───── Selected text
# Misused Phrases



## HiDesertHal (Jun 11, 2017)

Too many people say "I could care less!" when they really mean  I "COULDN'T" care less. 

See the difference?

When you say "I could care less.", it literally means that you're NOT caring as little as you possibly could, and you COULD possibly care
 even less then you do now.

But when you say "I couldn't care less", that means that you're at the *lowest possible level of caring!
*
Do you find this explanation interesting or couldn't you care less?

HiDesertHal


----------



## Granny B. (Jun 11, 2017)

Here's a word that people often misuse:  irregardless vs. regardless.  Regardless already means without regard.  When you add "ir" to the beginning you're making a double negative.  Regardless is correct. 

Here's a phrase:  I made a 360 degree change in my life.  360 degrees is a full circle, so you are really back where you started.  It should be 180 degree change, which would be the opposite direction.

And a funny one:  When my brother was little, he would say "chicken doodle soup."


----------



## HazyDavey (Jun 11, 2017)

Shouldn't a near miss.. really be a crash?  (George Carlin)


----------



## Camper6 (Jun 11, 2017)

HiDesertHal said:


> Too many people say "I could care less!" when they really mean  I "COULDN'T" care less.
> 
> See the difference?
> 
> ...



If you say I could care less means that you care a little bit but you could care less than that little bit with a little bit more less effort.?


----------



## Loosey (Jun 12, 2017)

I am annoyed with the common misuse of the phrase "beg the question."  It seems more and more people use it to mean something like "compels the question to be asked," while traditionally it means "assumes the question has been answered."  Of course, definition is determined by usage, so before long it _will _​mean compels the question to be asked.


----------
──────────
───── Records shown
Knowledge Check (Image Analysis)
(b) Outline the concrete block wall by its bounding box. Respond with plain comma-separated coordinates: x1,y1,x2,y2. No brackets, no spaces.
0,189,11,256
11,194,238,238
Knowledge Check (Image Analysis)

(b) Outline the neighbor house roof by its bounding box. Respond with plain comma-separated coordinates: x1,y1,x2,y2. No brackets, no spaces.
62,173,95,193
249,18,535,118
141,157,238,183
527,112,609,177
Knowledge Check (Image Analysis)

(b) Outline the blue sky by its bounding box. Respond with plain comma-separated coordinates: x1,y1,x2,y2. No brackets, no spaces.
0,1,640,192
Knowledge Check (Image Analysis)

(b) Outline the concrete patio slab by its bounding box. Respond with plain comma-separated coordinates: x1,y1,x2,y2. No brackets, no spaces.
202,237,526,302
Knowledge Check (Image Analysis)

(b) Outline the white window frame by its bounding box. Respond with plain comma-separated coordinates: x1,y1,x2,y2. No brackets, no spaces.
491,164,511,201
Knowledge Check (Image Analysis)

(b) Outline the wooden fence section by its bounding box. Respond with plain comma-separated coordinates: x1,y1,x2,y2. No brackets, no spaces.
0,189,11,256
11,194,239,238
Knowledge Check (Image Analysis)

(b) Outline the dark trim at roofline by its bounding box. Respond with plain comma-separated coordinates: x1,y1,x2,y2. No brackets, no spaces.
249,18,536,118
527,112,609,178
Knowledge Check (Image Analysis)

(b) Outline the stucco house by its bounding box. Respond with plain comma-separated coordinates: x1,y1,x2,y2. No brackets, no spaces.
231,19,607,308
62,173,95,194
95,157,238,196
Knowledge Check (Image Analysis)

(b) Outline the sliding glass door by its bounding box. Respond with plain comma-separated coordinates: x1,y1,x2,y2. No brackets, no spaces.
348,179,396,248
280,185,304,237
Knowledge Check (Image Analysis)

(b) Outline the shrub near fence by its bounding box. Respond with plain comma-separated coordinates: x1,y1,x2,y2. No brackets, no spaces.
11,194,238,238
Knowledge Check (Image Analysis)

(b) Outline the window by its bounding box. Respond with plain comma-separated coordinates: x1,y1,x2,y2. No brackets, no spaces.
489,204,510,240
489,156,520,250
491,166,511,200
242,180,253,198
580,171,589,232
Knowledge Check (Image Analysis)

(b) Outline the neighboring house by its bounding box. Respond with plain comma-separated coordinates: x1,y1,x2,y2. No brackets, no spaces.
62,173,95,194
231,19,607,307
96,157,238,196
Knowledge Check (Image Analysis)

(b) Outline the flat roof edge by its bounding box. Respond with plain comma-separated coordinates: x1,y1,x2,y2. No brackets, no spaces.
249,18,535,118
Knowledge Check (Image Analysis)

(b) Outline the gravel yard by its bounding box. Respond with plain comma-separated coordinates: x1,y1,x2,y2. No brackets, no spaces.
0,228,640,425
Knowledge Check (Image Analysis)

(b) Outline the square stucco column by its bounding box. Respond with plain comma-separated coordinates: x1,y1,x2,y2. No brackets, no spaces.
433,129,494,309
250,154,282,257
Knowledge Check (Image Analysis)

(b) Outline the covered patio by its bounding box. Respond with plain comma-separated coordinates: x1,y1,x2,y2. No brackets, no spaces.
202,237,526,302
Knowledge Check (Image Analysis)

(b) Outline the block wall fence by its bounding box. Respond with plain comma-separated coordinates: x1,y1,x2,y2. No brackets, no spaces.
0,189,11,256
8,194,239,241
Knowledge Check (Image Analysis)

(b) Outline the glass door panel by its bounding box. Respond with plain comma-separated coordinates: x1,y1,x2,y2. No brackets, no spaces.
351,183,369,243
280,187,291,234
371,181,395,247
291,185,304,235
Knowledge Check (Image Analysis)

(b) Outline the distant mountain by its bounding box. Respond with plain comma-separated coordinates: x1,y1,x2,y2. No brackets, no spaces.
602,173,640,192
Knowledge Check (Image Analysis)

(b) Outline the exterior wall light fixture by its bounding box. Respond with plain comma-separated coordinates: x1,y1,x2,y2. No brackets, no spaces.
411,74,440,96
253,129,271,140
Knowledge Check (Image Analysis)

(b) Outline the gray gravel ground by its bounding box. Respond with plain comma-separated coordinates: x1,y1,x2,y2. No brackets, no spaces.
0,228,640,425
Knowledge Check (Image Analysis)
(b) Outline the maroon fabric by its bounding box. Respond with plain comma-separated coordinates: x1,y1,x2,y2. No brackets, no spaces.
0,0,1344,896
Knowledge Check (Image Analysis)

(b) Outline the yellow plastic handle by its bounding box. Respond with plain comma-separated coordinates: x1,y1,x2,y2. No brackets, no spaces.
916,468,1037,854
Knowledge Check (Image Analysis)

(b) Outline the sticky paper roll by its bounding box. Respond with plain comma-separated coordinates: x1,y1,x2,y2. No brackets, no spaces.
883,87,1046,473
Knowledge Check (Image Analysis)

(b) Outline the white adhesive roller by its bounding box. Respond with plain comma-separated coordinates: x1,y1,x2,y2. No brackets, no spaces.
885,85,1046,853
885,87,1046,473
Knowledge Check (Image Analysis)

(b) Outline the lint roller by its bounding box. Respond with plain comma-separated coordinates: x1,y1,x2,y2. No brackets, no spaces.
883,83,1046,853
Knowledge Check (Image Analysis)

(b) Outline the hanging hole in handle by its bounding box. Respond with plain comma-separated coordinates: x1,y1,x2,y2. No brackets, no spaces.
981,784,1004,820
──────────
▸ **What is asked**
A – Copy the passage of the thread on misused phrases starting at "## HiDesertHal (Jun" and ending at "you do now.", replacing "difference" with "distinction".
B – Translate this sentence from the thread on misused phrases into French: "360 degrees is a full circle, so you are really back where you started."
The items are separate material.

▸ **Responses for each task**
A –
## HiDesertHal (Jun 11, 2017)

Too many people say "I could care less!" when they really mean  I "COULDN'T" care less. 

See the distinction?

When you say "I could care less.", it literally means that you're NOT caring as little as you possibly could, and you COULD possibly care
 even less then you do now.

B – 360 degrés, c'est un cercle complet, donc vous êtes en réalité revenu à votre point de départ.